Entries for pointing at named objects
★ ★ ★ ★
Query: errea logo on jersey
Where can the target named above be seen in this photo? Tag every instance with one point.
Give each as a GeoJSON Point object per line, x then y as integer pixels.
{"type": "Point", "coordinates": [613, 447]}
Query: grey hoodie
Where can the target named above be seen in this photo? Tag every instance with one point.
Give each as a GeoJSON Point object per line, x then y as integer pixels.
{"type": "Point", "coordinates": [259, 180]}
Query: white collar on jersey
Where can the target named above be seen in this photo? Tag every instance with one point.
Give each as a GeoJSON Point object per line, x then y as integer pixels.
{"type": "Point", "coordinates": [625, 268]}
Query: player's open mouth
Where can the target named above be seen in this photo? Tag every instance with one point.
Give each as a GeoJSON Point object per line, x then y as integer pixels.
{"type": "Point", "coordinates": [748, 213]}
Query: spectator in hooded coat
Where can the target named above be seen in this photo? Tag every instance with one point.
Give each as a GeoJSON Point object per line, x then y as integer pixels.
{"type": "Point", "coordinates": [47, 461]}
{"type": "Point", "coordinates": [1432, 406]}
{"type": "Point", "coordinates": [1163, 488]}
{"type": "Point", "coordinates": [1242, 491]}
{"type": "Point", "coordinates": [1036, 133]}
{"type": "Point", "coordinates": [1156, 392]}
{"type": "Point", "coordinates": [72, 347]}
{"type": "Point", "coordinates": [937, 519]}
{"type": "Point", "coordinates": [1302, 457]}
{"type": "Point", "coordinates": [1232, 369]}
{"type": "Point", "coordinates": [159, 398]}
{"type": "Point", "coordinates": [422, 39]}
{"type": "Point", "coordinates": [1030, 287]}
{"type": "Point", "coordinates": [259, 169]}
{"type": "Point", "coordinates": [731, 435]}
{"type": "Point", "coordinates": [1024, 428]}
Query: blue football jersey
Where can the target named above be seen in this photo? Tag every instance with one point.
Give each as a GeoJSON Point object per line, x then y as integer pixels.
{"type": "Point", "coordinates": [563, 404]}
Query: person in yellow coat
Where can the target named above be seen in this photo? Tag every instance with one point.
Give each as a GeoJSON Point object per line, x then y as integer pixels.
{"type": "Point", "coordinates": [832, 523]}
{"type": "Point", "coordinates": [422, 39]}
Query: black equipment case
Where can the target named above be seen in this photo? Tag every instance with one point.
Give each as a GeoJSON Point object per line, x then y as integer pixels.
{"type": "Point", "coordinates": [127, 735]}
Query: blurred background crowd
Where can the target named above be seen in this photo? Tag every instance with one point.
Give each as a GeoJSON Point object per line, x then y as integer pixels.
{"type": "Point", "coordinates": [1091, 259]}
★ ★ ★ ★
PROMPT => Copy every one of the rows above word for word.

SOLUTION =>
Query: errea logo on jersey
Where can the target named above be seen in this photo? Tag every instance with one point.
Give each as a GeoJSON Point object per line, x then y as integer pixels.
{"type": "Point", "coordinates": [613, 447]}
Query: grey hoodie
Where can the target named above be seen in this photo? Tag every instance with one point.
Give each as a GeoJSON Point object per line, x then y as integer pixels.
{"type": "Point", "coordinates": [259, 180]}
Query: white collar on jersey
Where can the target named above be seen in this photo? Tag every instance with one point.
Give each as a GeoJSON Point object per line, x then y as integer pixels.
{"type": "Point", "coordinates": [625, 268]}
Query: player's open mouth
Where can the target named above be seen in this photo? Tag every instance with one point.
Give each as a GeoJSON Point object per line, x then y as integer pixels.
{"type": "Point", "coordinates": [748, 213]}
Query: spectator in hooded coat
Where can the target named above be seen in this photo? Tag every instance with one point.
Give each as a GeoJSON Point object per line, x then y as integer pixels.
{"type": "Point", "coordinates": [47, 461]}
{"type": "Point", "coordinates": [1432, 406]}
{"type": "Point", "coordinates": [1163, 488]}
{"type": "Point", "coordinates": [1242, 491]}
{"type": "Point", "coordinates": [1036, 133]}
{"type": "Point", "coordinates": [1156, 392]}
{"type": "Point", "coordinates": [72, 347]}
{"type": "Point", "coordinates": [937, 519]}
{"type": "Point", "coordinates": [1302, 457]}
{"type": "Point", "coordinates": [1232, 369]}
{"type": "Point", "coordinates": [159, 398]}
{"type": "Point", "coordinates": [422, 39]}
{"type": "Point", "coordinates": [1030, 287]}
{"type": "Point", "coordinates": [259, 169]}
{"type": "Point", "coordinates": [731, 435]}
{"type": "Point", "coordinates": [1024, 428]}
Query: blue football jersey
Where can the target named above be seen in this photo? Tag every instance with one point.
Give each as a GeoJSON Point object per line, x then y as integer pixels.
{"type": "Point", "coordinates": [563, 404]}
Query: person in yellow coat
Where can the target named above be seen in this photo? Tag every instance with one point.
Give each as a GeoJSON Point object per line, x then y as integer pixels.
{"type": "Point", "coordinates": [832, 523]}
{"type": "Point", "coordinates": [422, 39]}
Query: black equipment case
Where can the target named above be seen in this photo? Tag every instance with one point.
Give each as a GeoJSON Point object per line, x then y as integer pixels.
{"type": "Point", "coordinates": [127, 735]}
Query: blurred background crowd
Where can the target named above be seen in this photo? Tag every instance with one point.
Give each as a GeoJSON Point object per line, x then y as integer pixels.
{"type": "Point", "coordinates": [1091, 259]}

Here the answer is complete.